-- BEGIN SELECTED EXCERPT --

As the newly minted plenipotentiary envoy Artyom Zhoga is about to land in a rather special Federal District; in fact, it is the domain of Moscow Mayor Sergey Sobyanin. All the regions of the district, except for the Chelyabinsk Region, are headed by people from the Tyumen city management team. Sobyanin was governor of the Tyumen region before his career took off at the federal level, where he was able to appoint successors to his former post. Former envoy Yakushev belongs to the same group; he could be called a senior comrade among Sobyanin’s governors. Zhoga will have to deal with a group of regional leaders with a super-powerful patron. He will not be able to impose his opinions and vision on this group for fear of igniting a conflict that will not end favourably for him, as Zhoga is an outsider to the group of Russian elites.

-- END SELECTED EXCERPT --
-- BEGIN DATA EXCERPTS --

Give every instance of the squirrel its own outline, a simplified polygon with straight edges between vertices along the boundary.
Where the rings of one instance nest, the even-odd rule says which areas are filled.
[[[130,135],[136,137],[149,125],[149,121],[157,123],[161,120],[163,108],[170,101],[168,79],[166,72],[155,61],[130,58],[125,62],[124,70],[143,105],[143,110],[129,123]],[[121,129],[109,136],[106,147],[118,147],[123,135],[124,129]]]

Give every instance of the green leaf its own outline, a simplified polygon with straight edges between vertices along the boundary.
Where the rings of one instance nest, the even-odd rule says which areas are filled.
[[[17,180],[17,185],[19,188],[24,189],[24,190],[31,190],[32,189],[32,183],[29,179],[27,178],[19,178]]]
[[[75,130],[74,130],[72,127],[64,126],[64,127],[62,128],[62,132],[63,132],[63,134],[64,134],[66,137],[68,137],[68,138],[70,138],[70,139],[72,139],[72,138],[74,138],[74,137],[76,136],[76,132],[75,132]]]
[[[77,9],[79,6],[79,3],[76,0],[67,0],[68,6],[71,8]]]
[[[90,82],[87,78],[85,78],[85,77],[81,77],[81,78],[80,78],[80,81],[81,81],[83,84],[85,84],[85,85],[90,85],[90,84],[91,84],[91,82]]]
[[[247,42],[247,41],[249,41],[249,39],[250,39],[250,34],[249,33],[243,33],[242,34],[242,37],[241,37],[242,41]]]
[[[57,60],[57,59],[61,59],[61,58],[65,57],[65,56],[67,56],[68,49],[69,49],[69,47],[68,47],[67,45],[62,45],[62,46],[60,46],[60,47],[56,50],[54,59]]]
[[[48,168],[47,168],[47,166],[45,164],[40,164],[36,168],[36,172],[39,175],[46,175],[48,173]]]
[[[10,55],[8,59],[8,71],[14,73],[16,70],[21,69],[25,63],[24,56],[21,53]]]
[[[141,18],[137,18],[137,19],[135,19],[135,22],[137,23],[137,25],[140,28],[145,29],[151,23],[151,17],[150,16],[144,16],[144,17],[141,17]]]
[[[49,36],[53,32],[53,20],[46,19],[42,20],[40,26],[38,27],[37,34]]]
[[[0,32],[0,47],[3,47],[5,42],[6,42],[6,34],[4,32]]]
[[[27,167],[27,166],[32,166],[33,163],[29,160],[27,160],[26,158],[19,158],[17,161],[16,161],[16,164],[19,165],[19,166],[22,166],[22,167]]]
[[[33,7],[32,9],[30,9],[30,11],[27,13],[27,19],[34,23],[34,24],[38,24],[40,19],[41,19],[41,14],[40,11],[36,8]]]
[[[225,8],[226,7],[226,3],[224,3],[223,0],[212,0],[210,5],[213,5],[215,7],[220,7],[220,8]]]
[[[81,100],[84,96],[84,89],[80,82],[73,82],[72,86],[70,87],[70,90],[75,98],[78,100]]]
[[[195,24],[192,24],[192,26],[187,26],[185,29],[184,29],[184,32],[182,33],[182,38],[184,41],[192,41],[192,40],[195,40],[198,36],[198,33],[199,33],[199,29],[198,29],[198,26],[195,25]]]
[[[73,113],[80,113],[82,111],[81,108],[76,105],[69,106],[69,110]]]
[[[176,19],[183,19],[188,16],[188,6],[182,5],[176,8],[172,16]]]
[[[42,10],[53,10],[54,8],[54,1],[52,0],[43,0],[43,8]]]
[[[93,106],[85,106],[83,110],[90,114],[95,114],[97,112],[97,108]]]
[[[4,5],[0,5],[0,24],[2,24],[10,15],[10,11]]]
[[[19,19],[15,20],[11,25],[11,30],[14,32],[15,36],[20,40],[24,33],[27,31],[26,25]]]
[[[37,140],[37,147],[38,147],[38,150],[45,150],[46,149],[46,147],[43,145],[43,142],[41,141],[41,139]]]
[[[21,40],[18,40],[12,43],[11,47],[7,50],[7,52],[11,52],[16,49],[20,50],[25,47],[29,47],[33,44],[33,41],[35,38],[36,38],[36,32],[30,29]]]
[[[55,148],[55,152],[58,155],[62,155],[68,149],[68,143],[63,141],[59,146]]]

-- END DATA EXCERPTS --

TO BE DONE.
A) Decide whether each statement agrees with the text on the new envoy, answering yes or no and quoting the deciding words: (i) every region of the district is headed by someone from the Tyumen city management team; (ii) Sobyanin was once governor of the Tyumen region; (iii) Zhoga is part of the group of Russian elites.
B) According to the text on the new envoy, who could be called a senior comrade among Sobyanin's governors?
None of the data is needed here.

SOLUTIONS TO THE EXERCISE.
A)
(i) No: "All the regions of the district, except for the Chelyabinsk Region, are headed by people from the Tyumen city management team."
(ii) Yes: "Sobyanin was governor of the Tyumen region before his career took off at the federal level."
(iii) No: "Zhoga is an outsider to the group of Russian elites."

B) Former envoy Yakushev.